• [PAGE EXCERPT]
These powdered sugar substitutes are my little saviors. I’m kind of a forgetful person, and usually, I end up coming home after a grocery trip without a packet of powdered sugar. As a result, I have to put back my plan of making some gooey brownies to treat my family.
That no longer happens when I have these cheap and easy substitutes on hand. Some options are also ideal for those trying to cut back on calories or experiment with something new.
Table of Contents
12 Ideal Replacements For Powdered Sugar You Must Know
Whatever the reason you are here, I’m positive that you won’t be let down. Below is the list of the best alternatives for powdered sugar, categorized based on your dietary purposes.

• [LISTED RECORDS]
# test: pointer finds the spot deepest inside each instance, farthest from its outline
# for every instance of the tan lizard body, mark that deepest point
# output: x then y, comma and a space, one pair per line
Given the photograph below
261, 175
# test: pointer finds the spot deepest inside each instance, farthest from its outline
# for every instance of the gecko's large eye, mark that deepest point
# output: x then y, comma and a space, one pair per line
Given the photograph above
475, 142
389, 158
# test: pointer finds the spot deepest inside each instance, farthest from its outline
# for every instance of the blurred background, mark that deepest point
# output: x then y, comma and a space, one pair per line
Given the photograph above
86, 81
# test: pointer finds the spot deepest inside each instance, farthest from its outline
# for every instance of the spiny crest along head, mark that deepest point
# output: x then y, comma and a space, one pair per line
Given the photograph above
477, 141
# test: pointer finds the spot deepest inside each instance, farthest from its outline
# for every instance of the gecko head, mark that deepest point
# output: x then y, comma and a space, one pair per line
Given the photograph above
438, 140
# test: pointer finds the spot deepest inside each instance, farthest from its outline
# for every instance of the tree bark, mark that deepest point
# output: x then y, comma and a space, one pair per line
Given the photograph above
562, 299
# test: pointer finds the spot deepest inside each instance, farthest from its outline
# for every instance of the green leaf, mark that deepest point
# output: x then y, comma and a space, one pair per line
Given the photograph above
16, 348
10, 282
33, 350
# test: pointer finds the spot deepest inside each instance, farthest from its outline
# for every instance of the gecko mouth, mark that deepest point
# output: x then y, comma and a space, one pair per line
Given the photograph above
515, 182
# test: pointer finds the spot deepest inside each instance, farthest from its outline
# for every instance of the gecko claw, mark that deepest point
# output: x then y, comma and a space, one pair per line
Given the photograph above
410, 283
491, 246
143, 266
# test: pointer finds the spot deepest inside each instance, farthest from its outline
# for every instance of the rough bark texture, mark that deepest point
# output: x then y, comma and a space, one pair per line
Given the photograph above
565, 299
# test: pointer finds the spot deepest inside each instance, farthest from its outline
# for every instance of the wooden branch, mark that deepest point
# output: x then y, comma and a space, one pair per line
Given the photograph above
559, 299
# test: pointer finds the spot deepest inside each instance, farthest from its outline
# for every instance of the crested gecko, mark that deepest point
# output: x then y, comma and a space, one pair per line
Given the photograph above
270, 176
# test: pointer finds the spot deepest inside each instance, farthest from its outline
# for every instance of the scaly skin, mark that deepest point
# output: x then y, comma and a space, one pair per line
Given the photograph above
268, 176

• [EXERCISE OBJECTIVE]
Continue the article on powdered sugar substitutes from the point where it stops.

• [TASK OUTPUT]
- DIY Powdered Sugar
- Powdered Coconut Sugar
- Powdered Dextrose
- 6X/4X Powdered Sugar
- Baker’s Sugar
- Regular Granulated Sugar
- Dry Milk Powder
- Snow Powder
- Hot Cocoa Mix
- Xylitol Powder
- Artificial Sweetener + Cornstarch
Your desserts cannot wait. Scroll down and check out the substitutes!
Powdered Sugar And Some Facts That You May Not Know
No doubt, everyone has cooked with or tried powdered sugar at least once. It is granulated sugar pulverized into tiny particles and mixed with cornstarch, resulting in a pantry staple with various culinary uses.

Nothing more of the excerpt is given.